* _Tu tarea_
Reproduce íntegro y sin cambios el texto sobre el Templo de Salomón en São Paulo.

* _Texto dado_
Por Iván olano Duque
El Templo de Salomón, en São Paulo, es
el recinto evangélico más grande de Brasil. Pertenece a la Iglesia Universal
del Reino de Dios, fundada y liderada por el obispo neopentecostal –y antiguo
vendedor de lotería– Edir Macedo. Con 100.000 metros cuadrados de área
construida, el edificio incluye un auditorio con sillas para 10.000 personas,
salones de estudio de la Biblia para niños, apartamentos y suites para obispos
y pastores, un museo, otro auditorio para 500 personas, estudios de radio y
televisión, y una imponente fachada con la altura de un edificio de 18 pisos y
revestida con piedras importadas de Israel. La idea fue construir una réplica
del templo homónimo de Jerusalén, descrito en el Antiguo Testamento, pero todo
tiene un aire a Las Vegas: los teléfonos móviles y cualquier dispositivo de
grabación están prohibidos, se aceptan todas las tarjetas de crédito, y una
cinta automatizada lleva los diezmos y las donaciones en efectivo desde el
altar a una habitación segura. Su construcción duró cuatro años y costó 300
millones de dólares.

* _Entradas de datos_
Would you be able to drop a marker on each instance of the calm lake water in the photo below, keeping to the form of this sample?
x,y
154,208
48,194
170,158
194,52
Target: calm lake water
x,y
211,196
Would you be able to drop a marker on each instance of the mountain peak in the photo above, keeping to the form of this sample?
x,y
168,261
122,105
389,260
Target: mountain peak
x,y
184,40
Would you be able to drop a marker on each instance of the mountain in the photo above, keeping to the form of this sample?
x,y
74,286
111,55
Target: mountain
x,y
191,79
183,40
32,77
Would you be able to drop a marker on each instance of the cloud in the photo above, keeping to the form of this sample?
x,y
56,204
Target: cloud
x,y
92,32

* * *

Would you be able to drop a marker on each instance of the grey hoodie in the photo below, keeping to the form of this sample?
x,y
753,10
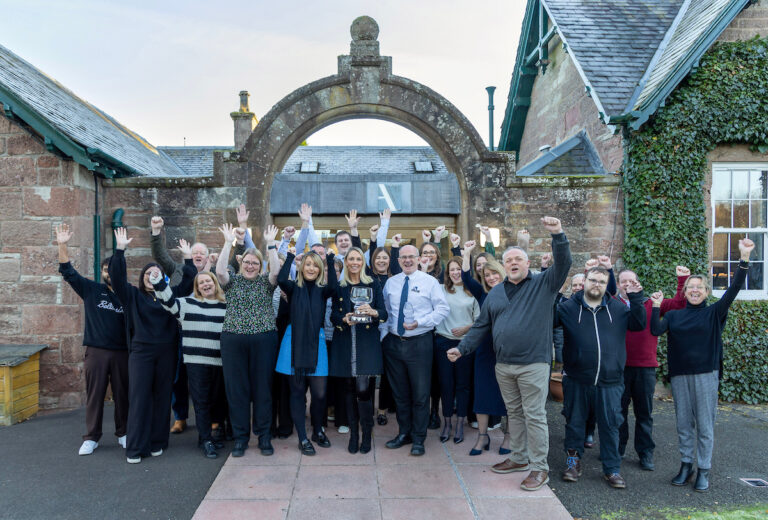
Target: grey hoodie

* * *

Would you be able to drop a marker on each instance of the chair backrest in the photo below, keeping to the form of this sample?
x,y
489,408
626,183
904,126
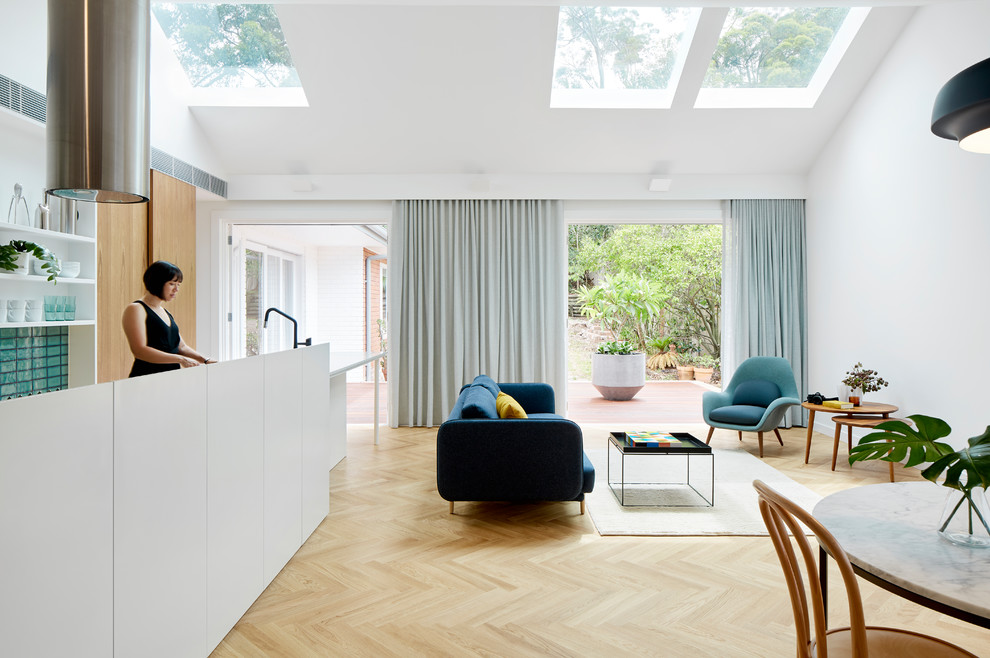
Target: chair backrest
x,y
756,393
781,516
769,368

* _Resultado_
Por Iván olano Duque
El Templo de Salomón, en São Paulo, es
el recinto evangélico más grande de Brasil. Pertenece a la Iglesia Universal
del Reino de Dios, fundada y liderada por el obispo neopentecostal –y antiguo
vendedor de lotería– Edir Macedo. Con 100.000 metros cuadrados de área
construida, el edificio incluye un auditorio con sillas para 10.000 personas,
salones de estudio de la Biblia para niños, apartamentos y suites para obispos
y pastores, un museo, otro auditorio para 500 personas, estudios de radio y
televisión, y una imponente fachada con la altura de un edificio de 18 pisos y
revestida con piedras importadas de Israel. La idea fue construir una réplica
del templo homónimo de Jerusalén, descrito en el Antiguo Testamento, pero todo
tiene un aire a Las Vegas: los teléfonos móviles y cualquier dispositivo de
grabación están prohibidos, se aceptan todas las tarjetas de crédito, y una
cinta automatizada lleva los diezmos y las donaciones en efectivo desde el
altar a una habitación segura. Su construcción duró cuatro años y costó 300
millones de dólares.